◆ Text segment:
Paul Butler took off from Pompano Beach Air Park early in the morning, before the tower opened, to pick up his son and Schambon.
On the return trip, the three had to land at Executive to clear customs.
After getting clearance, they took off on Runway 13, heading southeast for the short, five-minute flight back to the Pompano Beach Air Park, according to Steve Malin, a 14-year member of the Pompano Senior Squadron Flying Club that owned the aircraft.
"We don't know what caused the plane to crash," Malin said. "That's for the [National Transportation Safety Board] to determine. We've had an excellent safety record. We've been around for 30 years."
The four-seat Piper Archer is one of three planes owned by the club, which has 45 members of all ages and walks of life, including retired airline pilots. It has been in existence since 1972, said James Sherman, a pilot and the club's treasurer.
"Basically, it's a social club," said Sherman, who has been a member since 1982.
The members split the expenses on the three planes, and "even with 45 members, believe me, it's expensive." They meet every second Wednesday of the month.
Anthony Aviation maintained the plane that crashed. It had recently had a major annual inspection, Sherman said.
"The airplanes are really meticulously maintained," he said.
Sherman said club members frequently fly to Executive Airport because it's only five minutes away by air. They can practice instrument approaches there, or sometimes they just stop for lunch.
Pilots consider the Piper Archer easy to fly, sturdy and reliable. It is a member of the popular Piper Cherokee family, which has about 20,000 various models flying, according to the Aircraft Owner and Pilots Association.
In general, Piper Cherokees have a good safety record, the association says. It found that 1,725 Cherokee accidents between 1982 and 1999 were because of pilot error, 198 were blamed on maintenance problems and 197 on other factors. Piper Cherokees otherwise flew 45 million hours in that time period.
The Piper Archer is sometimes used as a primary trainer for student pilots but is more commonly used for more advanced training for pilots seeking their commercial license or instrument rating. It has a maximum weight of 2,550 pounds, cruises at about 145 mph and has a 180-horsepower engine.
The plane that crashed was 26 years old.
Wednesday's fatal accident was stunningly similar to an incident on July 10, 1995, when a single-engine plane stalled after takeoff from Executive Airport and smashed down on a passing car.

◆ Exercise brief:
From the article about the plane crash, extract the passage between "Pilots consider the" and "and Pilots Association.", inclusive, word for word.

(Stored data entries)

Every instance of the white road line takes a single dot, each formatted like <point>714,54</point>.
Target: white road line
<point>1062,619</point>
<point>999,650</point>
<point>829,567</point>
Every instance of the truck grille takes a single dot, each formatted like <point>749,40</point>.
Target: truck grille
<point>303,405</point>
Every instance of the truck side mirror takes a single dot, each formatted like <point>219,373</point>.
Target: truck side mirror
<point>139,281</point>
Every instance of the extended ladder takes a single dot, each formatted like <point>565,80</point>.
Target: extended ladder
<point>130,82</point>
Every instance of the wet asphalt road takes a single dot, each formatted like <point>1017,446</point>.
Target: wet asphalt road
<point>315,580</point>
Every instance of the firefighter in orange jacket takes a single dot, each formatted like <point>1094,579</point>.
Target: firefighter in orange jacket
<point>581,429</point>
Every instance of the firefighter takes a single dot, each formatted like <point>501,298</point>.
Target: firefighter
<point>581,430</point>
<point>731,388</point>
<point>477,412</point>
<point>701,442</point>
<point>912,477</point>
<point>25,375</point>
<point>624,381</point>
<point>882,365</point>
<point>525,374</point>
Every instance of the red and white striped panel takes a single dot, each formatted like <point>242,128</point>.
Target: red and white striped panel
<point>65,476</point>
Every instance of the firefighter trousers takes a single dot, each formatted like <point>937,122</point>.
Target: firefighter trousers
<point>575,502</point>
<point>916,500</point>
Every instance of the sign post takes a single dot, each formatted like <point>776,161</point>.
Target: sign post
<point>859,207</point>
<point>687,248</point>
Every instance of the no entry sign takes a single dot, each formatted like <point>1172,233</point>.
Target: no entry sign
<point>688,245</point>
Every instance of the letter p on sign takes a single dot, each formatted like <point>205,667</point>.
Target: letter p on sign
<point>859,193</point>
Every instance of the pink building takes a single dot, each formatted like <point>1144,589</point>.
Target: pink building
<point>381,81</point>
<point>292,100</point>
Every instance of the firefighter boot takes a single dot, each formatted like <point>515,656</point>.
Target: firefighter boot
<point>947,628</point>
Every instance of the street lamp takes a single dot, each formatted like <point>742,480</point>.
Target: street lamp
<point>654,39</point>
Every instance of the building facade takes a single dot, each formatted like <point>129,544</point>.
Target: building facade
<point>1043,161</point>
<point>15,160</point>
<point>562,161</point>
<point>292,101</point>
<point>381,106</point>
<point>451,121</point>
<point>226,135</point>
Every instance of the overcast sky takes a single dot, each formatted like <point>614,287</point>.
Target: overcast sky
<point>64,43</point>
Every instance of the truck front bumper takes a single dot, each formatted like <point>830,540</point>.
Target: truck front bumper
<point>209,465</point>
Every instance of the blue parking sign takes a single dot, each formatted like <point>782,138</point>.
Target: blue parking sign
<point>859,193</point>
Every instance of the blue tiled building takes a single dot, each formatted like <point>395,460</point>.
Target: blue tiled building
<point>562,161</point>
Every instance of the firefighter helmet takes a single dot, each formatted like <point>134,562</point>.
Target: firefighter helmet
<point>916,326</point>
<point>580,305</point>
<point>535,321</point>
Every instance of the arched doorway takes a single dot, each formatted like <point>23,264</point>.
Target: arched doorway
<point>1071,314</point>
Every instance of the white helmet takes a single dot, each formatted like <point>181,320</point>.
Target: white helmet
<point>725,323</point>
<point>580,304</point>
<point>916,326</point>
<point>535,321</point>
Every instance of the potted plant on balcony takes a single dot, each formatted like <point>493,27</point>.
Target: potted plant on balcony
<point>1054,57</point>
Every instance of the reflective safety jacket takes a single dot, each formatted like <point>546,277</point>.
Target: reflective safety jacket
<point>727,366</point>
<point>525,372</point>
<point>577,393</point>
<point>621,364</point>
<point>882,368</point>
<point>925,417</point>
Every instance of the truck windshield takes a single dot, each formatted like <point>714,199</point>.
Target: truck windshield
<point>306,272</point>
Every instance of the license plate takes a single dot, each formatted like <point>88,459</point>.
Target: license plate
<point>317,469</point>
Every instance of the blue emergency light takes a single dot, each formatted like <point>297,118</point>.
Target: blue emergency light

◆ Exercise answer:
Pilots consider the Piper Archer easy to fly, sturdy and reliable. It is a member of the popular Piper Cherokee family, which has about 20,000 various models flying, according to the Aircraft Owner and Pilots Association.